来源:
程序员面试金典 17.7-优快云博客

本文介绍了一种算法，用于处理BabyNames数据集中的婴儿名字统计问题。该算法首先将输入数据转换为更易于处理的格式，然后使用并查集或连通子图方法来合并具有多种拼写方式的同名集合，最终输出每个名字的实际婴儿数量。

Baby Names：政府每年都会公布一些最常见的婴儿名字和频率（同名婴儿的数量），其中的某些名字有多种拼法，根据婴儿名字、数量和同名表，统计每个名字实际婴儿数量。

这题的输入格式不友好，需要进行转换，具体为：

Names为编号到名字到映射
Name2Idx为名字到编号的映射
Synonyms为编号形式的同名表

开始时，将每个名字都视为单独的集合，即Group的下标和元素相同。然后扫描同名表Synonyms，通过更新Group中的元素实现集合的合并。

class Solution {
private:
    vector<string> Names;
    map<string, size_t> Name2Idx;
    vector<int> Freqs;
    vector<pair<size_t, size_t>> Synonyms;
    vector<size_t> Group;
    void addNameFreq(const string &name, const int freq)
    {
        Name2Idx[name] = Names.size();
        Names.push_back(name);
        Group.push_back(Group.size());
        Freqs.push_back(freq);
    }
    void transformInput(const vector<string> &names, const vector<string> &synonyms)
    {
        for(string str : names)
        {
            string::size_type pos = str.find('(');
            string name = str.substr(0, pos);
            int freq = stoi(str.substr(pos + 1, str.size() - 2 - pos));
            addNameFreq(name, freq);
        }
        for(string str : synonyms)
        {
            string::size_type pos = str.find(',');
            string name1 = str.substr(1, pos - 1);
            string name2 = str.substr(pos + 1, str.size() - 2 - pos);
            if(Name2Idx.find(name1) == Name2Idx.end()){
                addNameFreq(name1, 0);
            }
            if(Name2Idx.find(name2) == Name2Idx.end()){
                addNameFreq(name1, 0);
            }
            Synonyms.push_back(make_pair(Name2Idx[name1], Name2Idx[name2]));
        }
    }
    size_t findLeader(size_t i)
    {
        if(Group[i] == i) return i;
        else return findLeader(Group[i]);
    }
    void groupName()
    {
        for(auto p : Synonyms)
        {
            size_t Leader1Idx = findLeader(p.first);
            size_t Leader2Idx = findLeader(p.second);
            if(Names[Leader1Idx] < Names[Leader2Idx]) Group[Leader2Idx] = Leader1Idx;
            else Group[Leader1Idx] = Leader2Idx;
        }
    }
    vector<string> transformOutput()
    {
        vector<string> result;
        map<string, int> Popular;
        for(size_t i = 0; i < Names.size(); i++)
        {
            size_t LeaderIdx = findLeader(i);
            Popular[Names[LeaderIdx]] += Freqs[i];
        }
        for(auto iter = Popular.begin(); iter != Popular.end(); iter++)
        {
            result.push_back(iter->first);
            result.back().push_back('(');
            result.back().append(to_string(iter->second));
            result.back().push_back(')');
        }
        return result;
    }
public:
    vector<string> trulyMostPopular(vector<string> &names, vector<string> &synonyms) {
        transformInput(names, synonyms);
        groupName();
        return transformOutput();
    }
};

除了并查集的方法，也可以通过划分连通子图求解，思路应该是没问题的，但是交上去后超时了。

class Solution {
private:
    vector<string> Names;
    map<string, size_t> Name2Idx;
    vector<int> Freqs;
    vector<vector<bool>> Graph;
    map<string, int> Popular;
    void addNameFreq(const string &name, const int freq)

提取数据:

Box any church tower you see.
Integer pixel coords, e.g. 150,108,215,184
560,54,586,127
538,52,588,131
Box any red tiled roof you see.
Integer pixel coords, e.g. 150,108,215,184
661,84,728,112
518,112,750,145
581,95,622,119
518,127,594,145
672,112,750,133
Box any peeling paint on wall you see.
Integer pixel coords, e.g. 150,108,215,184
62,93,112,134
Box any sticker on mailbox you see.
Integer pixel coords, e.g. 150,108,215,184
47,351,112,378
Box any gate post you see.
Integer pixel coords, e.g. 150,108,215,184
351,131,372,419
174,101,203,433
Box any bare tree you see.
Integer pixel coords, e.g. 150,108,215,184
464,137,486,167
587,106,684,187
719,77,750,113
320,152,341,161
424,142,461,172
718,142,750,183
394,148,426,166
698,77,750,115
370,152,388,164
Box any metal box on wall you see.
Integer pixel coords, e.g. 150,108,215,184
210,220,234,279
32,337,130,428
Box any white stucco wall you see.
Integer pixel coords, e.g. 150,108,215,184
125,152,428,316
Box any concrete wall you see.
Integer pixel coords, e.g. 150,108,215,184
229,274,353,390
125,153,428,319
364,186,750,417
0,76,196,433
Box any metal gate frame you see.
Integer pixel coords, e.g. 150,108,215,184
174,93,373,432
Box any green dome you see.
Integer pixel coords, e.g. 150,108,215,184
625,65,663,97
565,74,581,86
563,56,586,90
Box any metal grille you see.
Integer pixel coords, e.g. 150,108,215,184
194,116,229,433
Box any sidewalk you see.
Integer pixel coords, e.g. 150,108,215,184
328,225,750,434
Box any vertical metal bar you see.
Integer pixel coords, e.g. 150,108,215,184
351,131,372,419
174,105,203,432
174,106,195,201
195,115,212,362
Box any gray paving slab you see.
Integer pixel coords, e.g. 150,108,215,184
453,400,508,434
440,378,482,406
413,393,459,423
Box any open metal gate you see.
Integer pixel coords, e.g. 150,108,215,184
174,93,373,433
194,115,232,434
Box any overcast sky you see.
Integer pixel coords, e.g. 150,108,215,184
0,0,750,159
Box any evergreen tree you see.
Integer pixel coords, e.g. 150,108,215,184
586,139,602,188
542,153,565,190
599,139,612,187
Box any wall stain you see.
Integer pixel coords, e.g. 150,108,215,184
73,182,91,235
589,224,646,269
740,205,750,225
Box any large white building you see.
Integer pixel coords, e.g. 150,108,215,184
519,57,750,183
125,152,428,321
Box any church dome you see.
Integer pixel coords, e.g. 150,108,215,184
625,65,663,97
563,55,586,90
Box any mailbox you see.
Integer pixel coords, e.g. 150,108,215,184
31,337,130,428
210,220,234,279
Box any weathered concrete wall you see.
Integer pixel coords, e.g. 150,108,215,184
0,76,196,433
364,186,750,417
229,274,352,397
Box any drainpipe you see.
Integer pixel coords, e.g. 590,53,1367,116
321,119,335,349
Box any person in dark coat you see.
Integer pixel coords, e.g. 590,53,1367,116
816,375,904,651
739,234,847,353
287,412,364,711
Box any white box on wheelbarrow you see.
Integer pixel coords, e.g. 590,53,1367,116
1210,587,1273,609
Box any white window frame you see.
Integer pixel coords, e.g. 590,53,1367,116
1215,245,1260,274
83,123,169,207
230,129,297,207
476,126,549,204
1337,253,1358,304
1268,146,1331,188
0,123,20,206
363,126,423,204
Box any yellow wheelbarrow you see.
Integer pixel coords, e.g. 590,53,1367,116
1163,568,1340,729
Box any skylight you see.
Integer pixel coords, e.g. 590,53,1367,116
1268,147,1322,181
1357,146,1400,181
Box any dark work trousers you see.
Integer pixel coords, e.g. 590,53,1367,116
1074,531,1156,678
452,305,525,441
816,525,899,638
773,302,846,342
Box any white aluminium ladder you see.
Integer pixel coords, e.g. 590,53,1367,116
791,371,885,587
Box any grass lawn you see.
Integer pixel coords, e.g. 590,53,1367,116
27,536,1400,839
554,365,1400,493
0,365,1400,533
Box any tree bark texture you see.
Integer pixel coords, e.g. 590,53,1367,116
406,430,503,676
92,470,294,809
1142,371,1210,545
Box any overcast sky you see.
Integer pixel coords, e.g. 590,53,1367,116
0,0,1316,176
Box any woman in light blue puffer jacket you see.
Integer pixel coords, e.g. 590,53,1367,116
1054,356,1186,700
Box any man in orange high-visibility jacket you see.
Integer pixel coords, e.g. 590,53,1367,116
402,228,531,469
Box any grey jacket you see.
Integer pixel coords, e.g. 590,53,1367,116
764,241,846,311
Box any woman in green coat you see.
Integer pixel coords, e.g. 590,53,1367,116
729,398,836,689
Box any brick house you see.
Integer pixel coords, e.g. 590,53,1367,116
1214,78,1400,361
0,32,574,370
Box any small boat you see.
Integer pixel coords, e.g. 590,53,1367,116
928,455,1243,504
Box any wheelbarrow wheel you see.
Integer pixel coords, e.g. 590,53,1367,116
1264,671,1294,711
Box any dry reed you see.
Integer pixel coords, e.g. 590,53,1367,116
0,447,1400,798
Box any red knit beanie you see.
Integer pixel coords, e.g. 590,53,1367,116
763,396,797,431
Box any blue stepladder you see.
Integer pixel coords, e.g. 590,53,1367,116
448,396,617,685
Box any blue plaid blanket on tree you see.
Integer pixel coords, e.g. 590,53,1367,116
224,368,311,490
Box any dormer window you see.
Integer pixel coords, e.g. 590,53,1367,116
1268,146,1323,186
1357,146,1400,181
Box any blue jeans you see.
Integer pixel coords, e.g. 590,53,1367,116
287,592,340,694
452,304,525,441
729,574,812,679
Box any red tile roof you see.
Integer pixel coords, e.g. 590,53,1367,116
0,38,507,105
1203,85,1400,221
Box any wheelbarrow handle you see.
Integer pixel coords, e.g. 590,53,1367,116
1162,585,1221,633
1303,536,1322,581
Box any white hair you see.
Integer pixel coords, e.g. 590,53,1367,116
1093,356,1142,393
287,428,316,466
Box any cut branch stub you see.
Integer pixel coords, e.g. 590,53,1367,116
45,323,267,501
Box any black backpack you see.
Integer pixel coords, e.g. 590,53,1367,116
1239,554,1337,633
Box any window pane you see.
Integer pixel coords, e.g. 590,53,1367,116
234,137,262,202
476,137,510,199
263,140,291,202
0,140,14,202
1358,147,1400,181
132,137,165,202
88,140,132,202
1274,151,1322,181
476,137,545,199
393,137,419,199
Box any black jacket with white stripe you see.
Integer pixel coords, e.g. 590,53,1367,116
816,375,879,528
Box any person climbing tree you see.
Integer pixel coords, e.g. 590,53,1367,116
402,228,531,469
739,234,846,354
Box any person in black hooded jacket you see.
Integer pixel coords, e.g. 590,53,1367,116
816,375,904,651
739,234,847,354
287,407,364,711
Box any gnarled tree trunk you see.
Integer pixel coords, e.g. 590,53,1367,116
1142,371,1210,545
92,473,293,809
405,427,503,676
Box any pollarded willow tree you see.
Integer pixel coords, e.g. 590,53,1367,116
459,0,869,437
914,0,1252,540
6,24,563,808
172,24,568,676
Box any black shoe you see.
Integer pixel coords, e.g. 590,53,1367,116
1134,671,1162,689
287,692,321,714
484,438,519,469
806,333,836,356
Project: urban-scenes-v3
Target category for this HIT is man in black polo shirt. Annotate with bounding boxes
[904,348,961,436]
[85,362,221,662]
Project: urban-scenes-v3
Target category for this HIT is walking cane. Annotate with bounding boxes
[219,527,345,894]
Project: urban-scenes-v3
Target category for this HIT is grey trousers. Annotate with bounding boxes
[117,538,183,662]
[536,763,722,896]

任务目标: 逐字抄录婴儿名字统计那篇文章中的一段，以“本文介绍了一种算法，用于处理”开头，以“数量和同名表，统计每个名字实际婴儿数量。”结尾。 完成任务时用不到上面的材料。

输出如下:
本文介绍了一种算法，用于处理BabyNames数据集中的婴儿名字统计问题。该算法首先将输入数据转换为更易于处理的格式，然后使用并查集或连通子图方法来合并具有多种拼写方式的同名集合，最终输出每个名字的实际婴儿数量。

Baby Names：政府每年都会公布一些最常见的婴儿名字和频率（同名婴儿的数量），其中的某些名字有多种拼法，根据婴儿名字、数量和同名表，统计每个名字实际婴儿数量。